* start *

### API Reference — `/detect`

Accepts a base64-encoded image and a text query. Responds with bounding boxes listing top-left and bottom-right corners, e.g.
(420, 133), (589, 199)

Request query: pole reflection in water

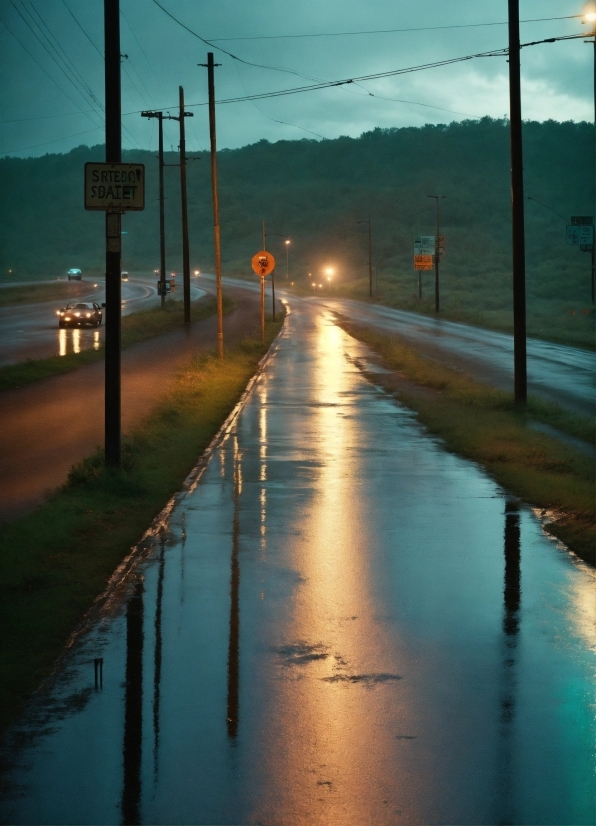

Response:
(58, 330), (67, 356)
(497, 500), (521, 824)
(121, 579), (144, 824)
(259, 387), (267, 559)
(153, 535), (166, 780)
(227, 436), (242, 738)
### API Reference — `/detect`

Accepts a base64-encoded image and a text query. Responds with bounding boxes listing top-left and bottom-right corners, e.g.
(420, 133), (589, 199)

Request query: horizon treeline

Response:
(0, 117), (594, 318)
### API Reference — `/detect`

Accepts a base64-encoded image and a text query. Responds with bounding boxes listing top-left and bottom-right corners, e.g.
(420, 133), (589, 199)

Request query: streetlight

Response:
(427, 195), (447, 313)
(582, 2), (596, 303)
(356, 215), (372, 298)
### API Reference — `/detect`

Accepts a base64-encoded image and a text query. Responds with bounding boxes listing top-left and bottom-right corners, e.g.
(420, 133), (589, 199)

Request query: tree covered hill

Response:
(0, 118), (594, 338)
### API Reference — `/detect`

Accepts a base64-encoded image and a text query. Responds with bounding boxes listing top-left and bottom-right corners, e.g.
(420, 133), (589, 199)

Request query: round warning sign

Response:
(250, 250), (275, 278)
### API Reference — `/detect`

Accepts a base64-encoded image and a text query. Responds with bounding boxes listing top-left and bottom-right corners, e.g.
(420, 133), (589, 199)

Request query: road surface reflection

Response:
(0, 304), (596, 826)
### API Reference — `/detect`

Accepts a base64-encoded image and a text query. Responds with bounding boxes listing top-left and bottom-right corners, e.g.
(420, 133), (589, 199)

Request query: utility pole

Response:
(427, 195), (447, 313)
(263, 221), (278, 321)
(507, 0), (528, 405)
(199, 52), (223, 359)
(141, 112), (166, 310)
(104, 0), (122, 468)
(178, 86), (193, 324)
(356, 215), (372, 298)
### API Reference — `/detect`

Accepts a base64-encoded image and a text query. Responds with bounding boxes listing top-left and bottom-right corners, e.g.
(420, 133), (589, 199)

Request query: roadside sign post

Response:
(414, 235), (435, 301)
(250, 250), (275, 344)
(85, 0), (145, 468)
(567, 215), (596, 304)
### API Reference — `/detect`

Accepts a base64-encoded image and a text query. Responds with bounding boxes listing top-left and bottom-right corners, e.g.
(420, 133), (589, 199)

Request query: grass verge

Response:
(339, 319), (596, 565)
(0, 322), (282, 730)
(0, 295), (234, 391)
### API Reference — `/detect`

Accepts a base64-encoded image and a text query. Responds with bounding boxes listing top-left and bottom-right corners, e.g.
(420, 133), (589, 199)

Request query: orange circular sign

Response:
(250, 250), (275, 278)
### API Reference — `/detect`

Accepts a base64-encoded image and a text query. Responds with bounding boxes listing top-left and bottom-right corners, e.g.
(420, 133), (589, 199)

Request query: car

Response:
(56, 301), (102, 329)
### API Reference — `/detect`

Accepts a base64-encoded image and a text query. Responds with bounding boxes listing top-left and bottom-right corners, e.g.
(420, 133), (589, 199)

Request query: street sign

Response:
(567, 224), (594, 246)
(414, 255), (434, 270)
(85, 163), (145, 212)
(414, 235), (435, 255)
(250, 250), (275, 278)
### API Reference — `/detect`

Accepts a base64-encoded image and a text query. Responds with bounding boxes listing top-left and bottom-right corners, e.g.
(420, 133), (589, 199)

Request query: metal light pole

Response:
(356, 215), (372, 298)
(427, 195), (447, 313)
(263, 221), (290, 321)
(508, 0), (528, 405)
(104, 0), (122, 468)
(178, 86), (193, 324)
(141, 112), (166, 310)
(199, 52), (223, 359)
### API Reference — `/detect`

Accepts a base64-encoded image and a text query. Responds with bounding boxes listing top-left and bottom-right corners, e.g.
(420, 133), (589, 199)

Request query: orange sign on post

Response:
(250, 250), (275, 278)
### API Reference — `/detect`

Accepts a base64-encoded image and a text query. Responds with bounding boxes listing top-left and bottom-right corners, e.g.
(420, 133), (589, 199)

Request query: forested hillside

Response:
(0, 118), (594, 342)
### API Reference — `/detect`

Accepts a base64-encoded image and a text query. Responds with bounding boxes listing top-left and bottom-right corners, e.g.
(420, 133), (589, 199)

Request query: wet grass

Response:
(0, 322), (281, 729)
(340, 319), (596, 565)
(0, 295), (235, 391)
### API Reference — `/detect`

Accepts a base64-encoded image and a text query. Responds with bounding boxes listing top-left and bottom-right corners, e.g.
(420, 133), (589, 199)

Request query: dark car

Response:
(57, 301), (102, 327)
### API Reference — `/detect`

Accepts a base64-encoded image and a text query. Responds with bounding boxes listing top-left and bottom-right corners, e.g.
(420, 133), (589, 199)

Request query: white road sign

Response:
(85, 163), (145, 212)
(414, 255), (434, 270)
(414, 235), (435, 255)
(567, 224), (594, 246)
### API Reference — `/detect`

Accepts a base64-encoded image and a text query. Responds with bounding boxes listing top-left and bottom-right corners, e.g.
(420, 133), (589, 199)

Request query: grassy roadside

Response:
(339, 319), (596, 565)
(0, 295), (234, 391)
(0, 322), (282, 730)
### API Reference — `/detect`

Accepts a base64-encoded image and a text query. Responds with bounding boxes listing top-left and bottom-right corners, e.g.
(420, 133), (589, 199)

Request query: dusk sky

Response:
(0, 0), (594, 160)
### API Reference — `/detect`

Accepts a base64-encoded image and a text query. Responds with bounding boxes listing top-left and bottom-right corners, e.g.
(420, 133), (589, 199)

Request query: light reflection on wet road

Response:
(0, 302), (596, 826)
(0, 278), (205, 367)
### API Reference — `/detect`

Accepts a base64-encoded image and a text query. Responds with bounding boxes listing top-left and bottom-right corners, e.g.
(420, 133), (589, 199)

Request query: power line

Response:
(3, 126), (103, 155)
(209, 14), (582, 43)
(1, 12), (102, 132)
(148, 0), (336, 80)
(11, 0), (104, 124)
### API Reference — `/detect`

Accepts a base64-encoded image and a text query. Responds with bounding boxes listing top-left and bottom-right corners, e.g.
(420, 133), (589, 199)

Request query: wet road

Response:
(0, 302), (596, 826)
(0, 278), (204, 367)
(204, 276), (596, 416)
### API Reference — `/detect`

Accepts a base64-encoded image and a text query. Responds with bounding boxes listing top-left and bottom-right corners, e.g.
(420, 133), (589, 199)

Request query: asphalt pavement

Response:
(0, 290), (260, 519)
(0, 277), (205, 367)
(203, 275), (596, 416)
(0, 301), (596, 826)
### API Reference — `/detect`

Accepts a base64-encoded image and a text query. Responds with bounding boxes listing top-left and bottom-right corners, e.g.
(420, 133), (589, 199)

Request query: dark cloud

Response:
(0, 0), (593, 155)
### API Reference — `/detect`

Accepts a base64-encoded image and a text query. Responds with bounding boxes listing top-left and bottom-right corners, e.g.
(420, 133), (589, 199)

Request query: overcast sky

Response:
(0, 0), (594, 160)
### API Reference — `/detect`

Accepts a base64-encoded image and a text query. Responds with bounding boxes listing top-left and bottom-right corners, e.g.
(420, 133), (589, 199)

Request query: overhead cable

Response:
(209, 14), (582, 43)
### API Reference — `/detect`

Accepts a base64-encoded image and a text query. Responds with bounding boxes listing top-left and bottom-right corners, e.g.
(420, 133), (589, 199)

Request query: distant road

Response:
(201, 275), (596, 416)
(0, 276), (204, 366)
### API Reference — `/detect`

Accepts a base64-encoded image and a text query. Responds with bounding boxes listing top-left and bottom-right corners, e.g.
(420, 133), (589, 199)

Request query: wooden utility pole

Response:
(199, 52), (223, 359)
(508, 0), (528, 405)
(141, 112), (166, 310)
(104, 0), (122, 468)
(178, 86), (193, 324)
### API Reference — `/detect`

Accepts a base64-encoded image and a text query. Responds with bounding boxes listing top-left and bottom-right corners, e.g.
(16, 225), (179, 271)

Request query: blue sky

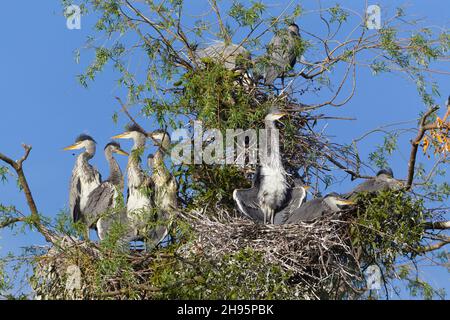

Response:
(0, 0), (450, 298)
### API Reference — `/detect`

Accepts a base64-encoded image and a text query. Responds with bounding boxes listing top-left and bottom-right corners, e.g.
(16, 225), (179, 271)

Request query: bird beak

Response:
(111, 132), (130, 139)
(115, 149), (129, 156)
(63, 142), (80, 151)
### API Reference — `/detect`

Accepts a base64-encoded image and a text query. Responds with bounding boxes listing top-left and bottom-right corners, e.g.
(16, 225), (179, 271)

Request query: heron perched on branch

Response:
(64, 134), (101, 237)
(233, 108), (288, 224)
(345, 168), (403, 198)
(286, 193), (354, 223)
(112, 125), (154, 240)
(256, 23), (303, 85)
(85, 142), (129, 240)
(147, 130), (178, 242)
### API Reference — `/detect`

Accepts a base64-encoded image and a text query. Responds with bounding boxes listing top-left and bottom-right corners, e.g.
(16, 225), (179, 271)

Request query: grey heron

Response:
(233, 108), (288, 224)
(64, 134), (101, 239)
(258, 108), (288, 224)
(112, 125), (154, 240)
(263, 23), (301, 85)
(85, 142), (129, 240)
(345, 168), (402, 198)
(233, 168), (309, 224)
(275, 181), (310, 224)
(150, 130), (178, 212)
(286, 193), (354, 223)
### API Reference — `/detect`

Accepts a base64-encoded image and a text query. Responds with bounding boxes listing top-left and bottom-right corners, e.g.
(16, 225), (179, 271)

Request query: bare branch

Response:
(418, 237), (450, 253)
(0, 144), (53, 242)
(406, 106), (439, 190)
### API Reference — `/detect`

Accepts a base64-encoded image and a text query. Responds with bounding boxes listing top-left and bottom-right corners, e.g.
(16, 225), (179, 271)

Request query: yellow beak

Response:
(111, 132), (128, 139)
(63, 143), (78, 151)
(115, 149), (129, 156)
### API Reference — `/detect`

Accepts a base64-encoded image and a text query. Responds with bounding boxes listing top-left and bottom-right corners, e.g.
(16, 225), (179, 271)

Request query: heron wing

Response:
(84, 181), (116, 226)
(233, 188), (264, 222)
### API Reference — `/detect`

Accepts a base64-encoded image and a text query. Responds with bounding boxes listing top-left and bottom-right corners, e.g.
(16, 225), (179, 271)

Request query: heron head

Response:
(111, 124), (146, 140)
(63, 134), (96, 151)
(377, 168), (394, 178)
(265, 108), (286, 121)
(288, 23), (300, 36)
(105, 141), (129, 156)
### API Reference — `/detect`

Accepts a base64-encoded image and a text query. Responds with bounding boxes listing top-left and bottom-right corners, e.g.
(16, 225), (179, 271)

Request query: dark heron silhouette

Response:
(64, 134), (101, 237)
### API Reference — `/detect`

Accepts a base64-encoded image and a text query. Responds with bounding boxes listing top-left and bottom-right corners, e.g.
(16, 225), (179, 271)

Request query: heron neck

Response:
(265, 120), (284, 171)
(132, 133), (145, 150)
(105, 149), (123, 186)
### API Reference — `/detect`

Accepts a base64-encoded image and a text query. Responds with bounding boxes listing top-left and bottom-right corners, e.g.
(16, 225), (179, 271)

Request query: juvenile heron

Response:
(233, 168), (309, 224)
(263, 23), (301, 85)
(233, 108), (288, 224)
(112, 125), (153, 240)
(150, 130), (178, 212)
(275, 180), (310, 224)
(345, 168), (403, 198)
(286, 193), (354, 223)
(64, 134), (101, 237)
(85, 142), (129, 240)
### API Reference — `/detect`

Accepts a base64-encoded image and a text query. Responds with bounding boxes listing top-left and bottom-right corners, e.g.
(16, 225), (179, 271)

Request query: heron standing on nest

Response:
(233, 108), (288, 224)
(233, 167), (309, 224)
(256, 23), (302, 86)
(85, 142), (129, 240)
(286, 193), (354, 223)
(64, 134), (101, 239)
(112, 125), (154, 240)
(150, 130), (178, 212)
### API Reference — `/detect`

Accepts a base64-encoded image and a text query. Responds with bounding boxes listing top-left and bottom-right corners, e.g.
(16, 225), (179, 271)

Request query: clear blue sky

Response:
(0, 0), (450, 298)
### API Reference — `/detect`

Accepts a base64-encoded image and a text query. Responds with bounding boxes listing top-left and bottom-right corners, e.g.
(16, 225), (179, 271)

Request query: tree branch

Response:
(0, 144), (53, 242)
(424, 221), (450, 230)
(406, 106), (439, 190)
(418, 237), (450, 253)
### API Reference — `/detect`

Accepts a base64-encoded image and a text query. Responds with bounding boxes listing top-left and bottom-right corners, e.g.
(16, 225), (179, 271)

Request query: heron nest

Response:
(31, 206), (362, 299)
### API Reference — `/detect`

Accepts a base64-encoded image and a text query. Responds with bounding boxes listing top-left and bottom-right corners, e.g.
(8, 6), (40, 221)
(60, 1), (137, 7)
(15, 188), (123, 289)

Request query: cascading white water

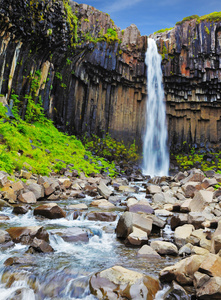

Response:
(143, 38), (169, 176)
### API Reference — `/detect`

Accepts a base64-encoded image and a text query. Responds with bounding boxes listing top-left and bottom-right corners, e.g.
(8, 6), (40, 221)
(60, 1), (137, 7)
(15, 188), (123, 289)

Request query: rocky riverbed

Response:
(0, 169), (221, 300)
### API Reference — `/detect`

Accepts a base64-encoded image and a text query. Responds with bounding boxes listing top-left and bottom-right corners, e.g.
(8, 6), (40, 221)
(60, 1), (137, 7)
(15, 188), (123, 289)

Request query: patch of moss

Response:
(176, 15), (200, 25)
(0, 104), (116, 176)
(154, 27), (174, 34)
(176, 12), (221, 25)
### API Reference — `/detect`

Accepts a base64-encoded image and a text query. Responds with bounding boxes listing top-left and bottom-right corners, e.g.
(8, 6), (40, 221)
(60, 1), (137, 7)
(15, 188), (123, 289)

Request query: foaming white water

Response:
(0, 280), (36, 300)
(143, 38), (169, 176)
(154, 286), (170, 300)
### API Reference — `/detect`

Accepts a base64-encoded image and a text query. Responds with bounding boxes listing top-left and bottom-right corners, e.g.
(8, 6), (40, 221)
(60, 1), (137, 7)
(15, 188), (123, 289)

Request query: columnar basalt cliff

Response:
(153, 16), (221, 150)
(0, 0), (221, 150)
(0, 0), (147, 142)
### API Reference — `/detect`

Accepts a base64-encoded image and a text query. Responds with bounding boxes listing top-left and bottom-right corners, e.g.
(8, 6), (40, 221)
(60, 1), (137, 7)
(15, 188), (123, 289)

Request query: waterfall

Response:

* end *

Pull out every line in the records that contains the word "blue", and copy each one.

## [Answer for this exercise]
Request query: blue sky
Request query: clear blue sky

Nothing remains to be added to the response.